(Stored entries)

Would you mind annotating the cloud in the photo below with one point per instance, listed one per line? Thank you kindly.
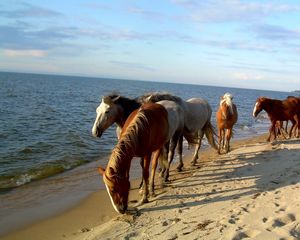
(14, 37)
(153, 15)
(133, 65)
(24, 53)
(273, 32)
(246, 76)
(29, 11)
(232, 10)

Instruction:
Reproduce all the lines above, requests included, and multiply every point coordinate in the answers by 1.85, rounding each result to a whole number with halves going up. Leave the pictures out of your answer.

Answer to this exercise:
Would you mind annotating the cloud in the photo below with one point per instance, listed one per line? Thank you kindly.
(26, 68)
(283, 28)
(246, 120)
(44, 98)
(505, 59)
(455, 141)
(54, 20)
(429, 19)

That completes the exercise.